> _Complete the following_:
a) According to the guest column, how many college students will experience some form of sexual violence?
b) Quote the guest column from "For the Gazette" up to and including "a constant basis.".

> _Text provided_:

-- Opening Marker --

Guest columnist Shaheen Pasha: We need to talk about sexual assault in the classroom

  • Shaheen Pasha. SUBMITTED PHOTO

For the Gazette
Published: 10/11/2018 8:17:29 AM


As a journalism educator, I often warn my students on the first day of class that I don’t provide trigger warnings. No topic of conversation is off limits. Journalism is a field fraught with trauma, I tell them. Reporters interact with victims of crimes, humanitarian crises, disasters and other calamities on a daily basis. To be a journalist is to be triggered on a constant basis.

But as I watched the emotional testimony of Christine Blasey Ford before the Senate Judiciary Committee two weeks ago with my journalism students at the University of Massachusetts Amherst, for the first time I understood why some may call my stance harsh. 

According to RAINN, one in five college students will experience some form of sexual violence. Eighty percent of those female students will not report it to the authorities.

Those are statistics that I can relate to personally. I was a junior in college when one of the resident assistants at my alma mater pulled me into a dark stairwell as I returned to the dorms from an evening class. I can’t remember if he said anything to me before he pushed me up against a wall and started kissing me forcibly. 

I can remember, however, the utter terror I felt as I realized that it was so late and no one was around to help me. I can remember how heavy he was as I managed to shove him away. I remember the feel of his hands and the smell of his cologne. I can remember the shame I felt as I wondered why someone I considered a friend would try to do this to me and what I had done or said to make him think I was interested. 

These were the painful memories that came rushing back to me as I sat with my students watching Ford’s testimony. As they took notes on the hearing, I scanned their faces and wondered how many of them were being flooded with similar memories. I watched as they winced at the emotion in her voice and exchanged glances at the questions. I wondered how many of them were being triggered by the testimony as I was. Perhaps I should have given them another assignment.

Sexual assault is topic that remains taboo, even on college campuses. Whether it’s because of puritanical views on sexuality, concerns about reopening painful wounds or fear of being attacked for sharing an unpopular opinion, it’s often easier to avoid the discussion. But as the #MeToo movement has shown, sexual harassment and sexual assault are pandemic, across race, class and gender. To avoid the conversation is to perpetuate the culture.

Journalists don’t have the luxury of turning a blind eye to stories that cause us personal pain. Our job is to shine a light on issues facing society, particularly those sensitive topics that people don’t want to talk about. Sexual assault is certainly high on that list.

Now as a journalism professor, my job isn’t to coddle my students, as much as I may want to protect them on a personal level. My job is to prepare them for the traumas that they will not only cover but may experience personally. And that starts with exposing them to conversations and events that could be triggering.

-- Closing Marker --

> _Record extracts_:

-- Opening Marker --

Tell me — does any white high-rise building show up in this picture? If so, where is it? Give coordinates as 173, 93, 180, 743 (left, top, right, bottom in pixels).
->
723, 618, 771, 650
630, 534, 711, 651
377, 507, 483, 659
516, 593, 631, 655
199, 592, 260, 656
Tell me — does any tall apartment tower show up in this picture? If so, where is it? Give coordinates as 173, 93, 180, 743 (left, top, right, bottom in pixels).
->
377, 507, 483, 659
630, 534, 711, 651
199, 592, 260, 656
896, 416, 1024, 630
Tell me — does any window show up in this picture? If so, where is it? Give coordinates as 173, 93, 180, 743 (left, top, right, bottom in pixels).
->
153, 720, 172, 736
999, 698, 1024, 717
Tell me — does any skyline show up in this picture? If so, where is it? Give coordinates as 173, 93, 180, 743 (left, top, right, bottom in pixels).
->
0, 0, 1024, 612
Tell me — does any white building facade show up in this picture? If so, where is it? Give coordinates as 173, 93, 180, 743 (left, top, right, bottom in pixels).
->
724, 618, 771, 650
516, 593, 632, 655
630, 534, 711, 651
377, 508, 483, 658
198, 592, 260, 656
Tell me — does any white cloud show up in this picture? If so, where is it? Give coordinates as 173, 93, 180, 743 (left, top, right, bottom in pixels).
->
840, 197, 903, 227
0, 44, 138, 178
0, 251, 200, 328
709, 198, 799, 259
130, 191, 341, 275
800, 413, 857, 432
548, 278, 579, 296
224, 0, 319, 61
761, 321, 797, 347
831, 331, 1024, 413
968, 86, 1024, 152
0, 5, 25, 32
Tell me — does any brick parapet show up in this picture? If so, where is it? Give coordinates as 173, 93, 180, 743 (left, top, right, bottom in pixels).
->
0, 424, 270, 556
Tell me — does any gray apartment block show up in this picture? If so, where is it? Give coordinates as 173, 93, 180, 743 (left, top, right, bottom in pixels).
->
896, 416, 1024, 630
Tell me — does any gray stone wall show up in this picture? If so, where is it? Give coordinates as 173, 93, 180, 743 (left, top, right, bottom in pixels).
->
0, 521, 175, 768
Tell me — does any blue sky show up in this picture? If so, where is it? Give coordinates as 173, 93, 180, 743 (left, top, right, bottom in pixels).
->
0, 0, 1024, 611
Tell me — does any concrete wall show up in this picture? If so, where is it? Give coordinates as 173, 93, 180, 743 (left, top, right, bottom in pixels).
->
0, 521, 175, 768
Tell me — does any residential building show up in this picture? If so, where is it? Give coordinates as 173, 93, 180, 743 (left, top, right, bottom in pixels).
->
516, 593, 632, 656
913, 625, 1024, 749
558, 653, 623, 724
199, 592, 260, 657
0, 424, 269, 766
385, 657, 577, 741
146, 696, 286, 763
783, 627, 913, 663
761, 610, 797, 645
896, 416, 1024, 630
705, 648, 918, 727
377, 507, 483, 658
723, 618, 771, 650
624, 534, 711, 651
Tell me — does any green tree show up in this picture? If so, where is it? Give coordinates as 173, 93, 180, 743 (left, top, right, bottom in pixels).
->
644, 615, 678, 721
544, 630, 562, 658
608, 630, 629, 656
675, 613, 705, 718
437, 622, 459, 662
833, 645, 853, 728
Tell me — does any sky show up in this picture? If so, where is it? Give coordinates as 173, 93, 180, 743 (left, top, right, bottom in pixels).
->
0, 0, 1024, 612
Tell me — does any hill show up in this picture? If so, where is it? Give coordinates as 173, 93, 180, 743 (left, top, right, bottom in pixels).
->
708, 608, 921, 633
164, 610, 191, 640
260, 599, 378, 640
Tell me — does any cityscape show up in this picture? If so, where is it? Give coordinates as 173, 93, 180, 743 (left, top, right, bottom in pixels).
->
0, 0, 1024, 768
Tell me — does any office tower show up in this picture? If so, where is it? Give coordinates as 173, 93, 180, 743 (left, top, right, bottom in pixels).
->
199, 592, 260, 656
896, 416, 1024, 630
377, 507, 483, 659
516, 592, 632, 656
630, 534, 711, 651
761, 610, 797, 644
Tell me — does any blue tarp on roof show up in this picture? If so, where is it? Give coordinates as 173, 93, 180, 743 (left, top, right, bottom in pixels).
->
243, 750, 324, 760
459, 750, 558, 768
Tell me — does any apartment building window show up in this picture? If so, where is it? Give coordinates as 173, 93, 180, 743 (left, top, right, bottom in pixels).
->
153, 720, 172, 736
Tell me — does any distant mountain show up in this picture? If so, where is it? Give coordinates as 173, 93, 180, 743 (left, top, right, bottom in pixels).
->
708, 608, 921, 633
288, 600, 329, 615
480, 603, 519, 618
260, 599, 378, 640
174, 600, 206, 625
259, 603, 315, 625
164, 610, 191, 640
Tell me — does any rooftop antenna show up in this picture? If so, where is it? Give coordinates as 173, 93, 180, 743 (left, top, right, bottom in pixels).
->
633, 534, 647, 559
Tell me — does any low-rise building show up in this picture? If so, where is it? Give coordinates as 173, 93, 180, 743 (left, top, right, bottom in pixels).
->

-- Closing Marker --

> _Task results_:
a) One in five.

b)
For the Gazette
Published: 10/11/2018 8:17:29 AM


As a journalism educator, I often warn my students on the first day of class that I don’t provide trigger warnings. No topic of conversation is off limits. Journalism is a field fraught with trauma, I tell them. Reporters interact with victims of crimes, humanitarian crises, disasters and other calamities on a daily basis. To be a journalist is to be triggered on a constant basis.